» **What needs to be done**: Your response should be an exact reproduction of the data below, beginning at the line containing "Where can you spot the premier" and ending with the final line.

········

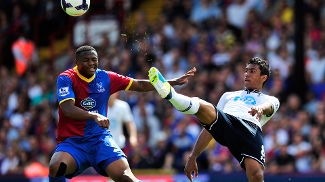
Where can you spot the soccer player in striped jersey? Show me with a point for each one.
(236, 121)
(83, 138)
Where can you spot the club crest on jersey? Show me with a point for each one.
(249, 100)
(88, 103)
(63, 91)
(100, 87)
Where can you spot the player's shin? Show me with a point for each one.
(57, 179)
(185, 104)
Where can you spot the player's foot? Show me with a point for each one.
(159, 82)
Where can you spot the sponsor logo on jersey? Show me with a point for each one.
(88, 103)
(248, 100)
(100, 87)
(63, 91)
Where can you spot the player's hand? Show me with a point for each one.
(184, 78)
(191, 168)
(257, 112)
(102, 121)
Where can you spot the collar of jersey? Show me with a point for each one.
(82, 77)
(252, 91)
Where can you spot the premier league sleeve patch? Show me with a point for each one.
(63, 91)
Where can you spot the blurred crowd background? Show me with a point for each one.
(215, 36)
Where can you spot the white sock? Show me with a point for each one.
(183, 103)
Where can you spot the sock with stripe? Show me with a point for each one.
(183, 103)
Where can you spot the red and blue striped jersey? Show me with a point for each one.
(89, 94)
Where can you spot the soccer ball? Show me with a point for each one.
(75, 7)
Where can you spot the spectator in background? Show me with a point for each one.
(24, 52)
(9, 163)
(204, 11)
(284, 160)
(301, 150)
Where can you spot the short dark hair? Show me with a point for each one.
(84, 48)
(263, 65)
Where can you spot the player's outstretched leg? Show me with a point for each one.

········

» **Problem solution**:
Where can you spot the premier league sleeve patch? Show me with a point for each one.
(63, 91)
Where can you spot the blurred crowd background? Show me with a point for each one.
(215, 36)
Where can you spot the white sock? Show me with a point for each one.
(183, 103)
Where can you spot the sock with stripe? Show me with a point for each one.
(183, 103)
Where can you spot the red and blue striped jersey? Show me with a point for each one.
(89, 94)
Where can you spot the soccer ball? Show me with a point for each one.
(75, 7)
Where can you spot the spectator in background? Show me with a point for each one.
(24, 52)
(9, 163)
(204, 11)
(284, 160)
(301, 150)
Where can you spot the short dark hair? Show me with a point for each one.
(84, 48)
(263, 65)
Where can you spot the player's outstretched leg? Show me with a point for each one.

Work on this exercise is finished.